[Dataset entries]
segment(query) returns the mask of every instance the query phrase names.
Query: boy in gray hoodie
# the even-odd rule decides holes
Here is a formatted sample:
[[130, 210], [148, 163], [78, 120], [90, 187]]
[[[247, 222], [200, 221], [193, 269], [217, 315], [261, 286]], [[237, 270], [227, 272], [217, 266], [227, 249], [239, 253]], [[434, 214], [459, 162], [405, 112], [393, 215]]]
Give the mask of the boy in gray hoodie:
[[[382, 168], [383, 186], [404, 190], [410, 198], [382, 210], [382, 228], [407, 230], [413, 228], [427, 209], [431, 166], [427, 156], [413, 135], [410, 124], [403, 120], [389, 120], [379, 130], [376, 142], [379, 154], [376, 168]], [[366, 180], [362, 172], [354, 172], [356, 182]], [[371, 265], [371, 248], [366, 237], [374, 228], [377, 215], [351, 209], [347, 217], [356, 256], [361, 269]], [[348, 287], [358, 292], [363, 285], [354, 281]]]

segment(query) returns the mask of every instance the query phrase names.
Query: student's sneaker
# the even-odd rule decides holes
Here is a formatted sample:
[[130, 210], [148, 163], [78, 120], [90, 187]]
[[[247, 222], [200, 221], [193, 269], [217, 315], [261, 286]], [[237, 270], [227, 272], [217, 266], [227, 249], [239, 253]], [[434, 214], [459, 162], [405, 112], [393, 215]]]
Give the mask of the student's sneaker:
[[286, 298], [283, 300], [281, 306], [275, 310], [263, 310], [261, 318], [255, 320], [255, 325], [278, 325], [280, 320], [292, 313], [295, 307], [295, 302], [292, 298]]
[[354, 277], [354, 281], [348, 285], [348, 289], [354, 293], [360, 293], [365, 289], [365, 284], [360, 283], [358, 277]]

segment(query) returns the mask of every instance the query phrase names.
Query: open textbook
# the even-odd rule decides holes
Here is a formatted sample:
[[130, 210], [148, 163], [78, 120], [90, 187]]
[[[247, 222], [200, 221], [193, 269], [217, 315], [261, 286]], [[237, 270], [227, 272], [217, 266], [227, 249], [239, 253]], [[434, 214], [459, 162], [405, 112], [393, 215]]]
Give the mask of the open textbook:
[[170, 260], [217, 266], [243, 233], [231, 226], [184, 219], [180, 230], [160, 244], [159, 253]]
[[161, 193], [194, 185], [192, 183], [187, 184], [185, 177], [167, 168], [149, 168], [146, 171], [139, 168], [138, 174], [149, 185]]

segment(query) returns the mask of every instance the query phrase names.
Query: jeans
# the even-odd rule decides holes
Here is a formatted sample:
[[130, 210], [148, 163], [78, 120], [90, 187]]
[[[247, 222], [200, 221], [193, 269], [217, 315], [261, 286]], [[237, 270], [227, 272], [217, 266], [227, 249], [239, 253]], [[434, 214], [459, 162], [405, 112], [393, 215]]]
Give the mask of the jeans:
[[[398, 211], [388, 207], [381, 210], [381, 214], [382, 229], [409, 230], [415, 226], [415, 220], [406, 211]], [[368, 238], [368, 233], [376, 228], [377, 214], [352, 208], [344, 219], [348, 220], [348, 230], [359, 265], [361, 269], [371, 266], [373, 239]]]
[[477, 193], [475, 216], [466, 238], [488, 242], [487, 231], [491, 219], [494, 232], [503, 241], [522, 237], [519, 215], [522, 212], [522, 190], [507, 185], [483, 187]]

:: GIVEN INSTRUCTION ::
Rewrite every item above, replacing "even-odd" with "nonzero" wherever it occurs and leaving all other text unchanged.

:: RIGHT ANSWER ::
segment(query) returns the mask of every instance the query phrase names.
Query: boy in gray hoodie
# the nonzero rule decides holes
Here is a formatted sample:
[[130, 210], [148, 163], [78, 120], [90, 187]]
[[[247, 222], [200, 221], [193, 269], [217, 315], [261, 286]], [[237, 270], [227, 272], [217, 266], [227, 249], [239, 253]], [[434, 214], [459, 162], [405, 112], [393, 215]]]
Give the mask of the boy in gray hoodie:
[[[382, 168], [383, 186], [404, 190], [410, 198], [382, 210], [382, 228], [407, 230], [413, 228], [427, 209], [431, 166], [427, 156], [413, 135], [410, 124], [403, 120], [389, 120], [379, 130], [376, 142], [379, 154], [376, 168]], [[366, 180], [362, 172], [354, 172], [356, 182]], [[371, 265], [371, 248], [366, 237], [374, 228], [377, 215], [351, 209], [347, 217], [356, 256], [361, 269]], [[348, 287], [358, 292], [363, 285], [354, 281]]]

segment(query) returns the mask of every instance the query phrase names.
Query: student's sneaker
# the nonzero rule decides holes
Here is a formatted sample:
[[130, 210], [148, 163], [78, 120], [90, 187]]
[[[247, 222], [200, 221], [193, 269], [217, 315], [261, 286]], [[237, 270], [227, 272], [217, 266], [227, 249], [239, 253]], [[434, 214], [459, 162], [405, 112], [393, 215]]]
Give the mask of the student's sneaker:
[[286, 298], [283, 300], [281, 306], [275, 310], [263, 310], [261, 318], [255, 320], [255, 325], [278, 325], [280, 320], [292, 313], [295, 307], [295, 302], [292, 298]]
[[354, 277], [354, 281], [348, 285], [348, 289], [354, 293], [360, 293], [365, 289], [365, 284], [360, 283], [358, 277]]

segment(query) returns the mask of every instance the query phrase names.
Query: open textbook
# the nonzero rule decides holes
Here is a formatted sample:
[[130, 210], [148, 163], [78, 120], [90, 187]]
[[[247, 222], [200, 221], [193, 269], [217, 315], [261, 286]], [[237, 270], [227, 272], [217, 266], [227, 249], [239, 253]], [[434, 214], [459, 162], [405, 112], [393, 215]]]
Give the mask of the open textbook:
[[170, 260], [217, 266], [243, 233], [231, 226], [184, 219], [180, 230], [160, 244], [159, 253]]
[[161, 193], [194, 185], [192, 183], [187, 184], [185, 177], [167, 168], [149, 168], [146, 171], [139, 168], [138, 174], [149, 185]]

segment(query) returns the mask of every instance the query phrase names.
Query: jeans
# the nonzero rule decides holes
Here is a formatted sample:
[[130, 210], [148, 163], [78, 120], [90, 187]]
[[[247, 222], [200, 221], [193, 269], [217, 315], [261, 286]], [[237, 270], [227, 272], [217, 266], [227, 249], [239, 253]], [[434, 214], [459, 162], [405, 112], [393, 215]]]
Give the mask of the jeans:
[[[398, 211], [388, 207], [381, 210], [381, 214], [382, 229], [409, 230], [415, 226], [415, 220], [406, 211]], [[368, 238], [368, 233], [376, 228], [377, 214], [352, 208], [344, 219], [348, 220], [348, 230], [359, 265], [361, 269], [371, 266], [373, 239]]]
[[477, 193], [475, 216], [466, 238], [488, 242], [487, 231], [491, 219], [494, 232], [503, 241], [522, 237], [519, 215], [522, 212], [522, 190], [507, 185], [483, 187]]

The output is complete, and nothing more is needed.